**TASKS AND EXERCISES**
• a. Name every destination that the Ecopetrol refinery report gives for Colombia's refined-product exports in 2019.
• b. Print the stretch of the Ecopetrol refinery report from "October 3, 2022" through "in the past.".
• c. Proceed with the Ecopetrol refinery report from the point where it stops.

**QUOTED PASSAGE**
=== Section Start ===

October 3, 2022 [EnergiesNet.com] – Ecopetrol has increased capacity at its Cartegena refinery by a third, while attempting to meet quality concerns there, aimed at growing Colombia’s role as an atypical Latin American exporter of refined products.
Colombia in May ramped exports back up after fixing or improving its two refineries in the prior months of the year, but its comeback is being hampered by inconsistent quality, according to several trade sources, with state Ecopetrol consequently struggling to reach the sort of volumes it supplied to the US in the past.
“We are now at 200,000 b/d at Cartegena, which was 150,000, or 165,000 at maximum capacity, and now adding 80,000 b/d more,” said a Colombian source with knowledge of the Reficar refinery. “As always there are some maintenances going on, but I can’t confirm the units.”
Colombia is one of the few Latin American countries capable of meeting internal demand and exporting more than just heavier products like fuel oil. In 2019, Ecopetrol said it exported 43% of its total refining volume, mainly to the US, Central America and Caribbean islands. As much as 43,000 b/d of product went to the US East Coast in that year.
Traders said a recent Ecopetrol company day made it clear that Colombia still wants to turn its refineries into more of a global exporter.

=== Section End ===

**ENTRIES SUPPLIED**
=== Section Start ===

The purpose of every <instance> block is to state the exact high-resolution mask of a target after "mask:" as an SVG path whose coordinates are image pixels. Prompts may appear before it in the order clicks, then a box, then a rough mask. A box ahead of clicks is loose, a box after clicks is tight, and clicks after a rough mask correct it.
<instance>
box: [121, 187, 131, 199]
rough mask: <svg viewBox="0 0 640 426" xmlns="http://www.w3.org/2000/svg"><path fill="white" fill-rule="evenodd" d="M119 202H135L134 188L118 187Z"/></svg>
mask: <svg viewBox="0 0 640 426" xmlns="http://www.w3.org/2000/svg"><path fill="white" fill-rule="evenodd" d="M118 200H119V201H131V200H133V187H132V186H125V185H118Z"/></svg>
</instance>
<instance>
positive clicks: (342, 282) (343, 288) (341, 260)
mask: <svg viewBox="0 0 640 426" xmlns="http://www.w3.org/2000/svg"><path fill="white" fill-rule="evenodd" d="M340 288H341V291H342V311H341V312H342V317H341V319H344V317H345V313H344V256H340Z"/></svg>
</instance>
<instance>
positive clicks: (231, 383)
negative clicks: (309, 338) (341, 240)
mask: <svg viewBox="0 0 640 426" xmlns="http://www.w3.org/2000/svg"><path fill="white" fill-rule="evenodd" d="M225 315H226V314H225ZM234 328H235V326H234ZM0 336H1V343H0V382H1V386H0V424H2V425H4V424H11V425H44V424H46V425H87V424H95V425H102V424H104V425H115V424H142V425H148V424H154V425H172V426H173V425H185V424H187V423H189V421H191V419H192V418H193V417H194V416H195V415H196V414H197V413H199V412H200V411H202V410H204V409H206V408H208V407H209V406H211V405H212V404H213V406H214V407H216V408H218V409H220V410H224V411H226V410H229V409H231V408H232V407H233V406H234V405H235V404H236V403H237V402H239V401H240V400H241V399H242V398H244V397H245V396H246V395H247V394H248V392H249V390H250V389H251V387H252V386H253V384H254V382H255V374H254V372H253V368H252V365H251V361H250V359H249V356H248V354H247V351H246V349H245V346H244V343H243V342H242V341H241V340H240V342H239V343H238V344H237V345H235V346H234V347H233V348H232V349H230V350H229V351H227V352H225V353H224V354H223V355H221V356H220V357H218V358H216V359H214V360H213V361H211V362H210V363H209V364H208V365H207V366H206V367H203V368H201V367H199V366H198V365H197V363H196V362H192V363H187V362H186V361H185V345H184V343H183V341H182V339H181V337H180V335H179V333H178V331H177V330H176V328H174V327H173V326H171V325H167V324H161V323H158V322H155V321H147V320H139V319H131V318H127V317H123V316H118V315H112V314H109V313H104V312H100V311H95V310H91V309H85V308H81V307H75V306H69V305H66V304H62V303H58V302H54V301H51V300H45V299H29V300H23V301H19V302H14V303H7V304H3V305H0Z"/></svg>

=== Section End ===

**PER-TASK ANSWERS**
• a.
- The US
- Central America
- Caribbean islands

• b.
October 3, 2022 [EnergiesNet.com] – Ecopetrol has increased capacity at its Cartegena refinery by a third, while attempting to meet quality concerns there, aimed at growing Colombia’s role as an atypical Latin American exporter of refined products.
Colombia in May ramped exports back up after fixing or improving its two refineries in the prior months of the year, but its comeback is being hampered by inconsistent quality, according to several trade sources, with state Ecopetrol consequently struggling to reach the sort of volumes it supplied to the US in the past.

• c.
“Yes, that’s true,” the Ecopetrol official acknowledged. “But even with the original unit, we were exporters.”
To regain and grow that market, market sources said the company will need to achieve more consistent quality in some products and improve the quality in other fuels.
“You just flip a coin because you don’t know if the quality is working,” one trader said.
The old crude unit just went online this month and is working out kinks but should be up to 210,000 b/d soon, the Ecopetrol official said.
“It now is running,” he said. “We are still working out quality.
Colombia looks to surpass past product exports
Ecopetrol alsoruns the 250,000 b/d Barrancabermeja refinery near the center of Colombia. But unlike the domestic-oriented production at Barrancabermeja, export-focused Reficar was revamped in 2015 to produce up to 35,000 b/d of ultra low sulfur diesel and other higher grade products.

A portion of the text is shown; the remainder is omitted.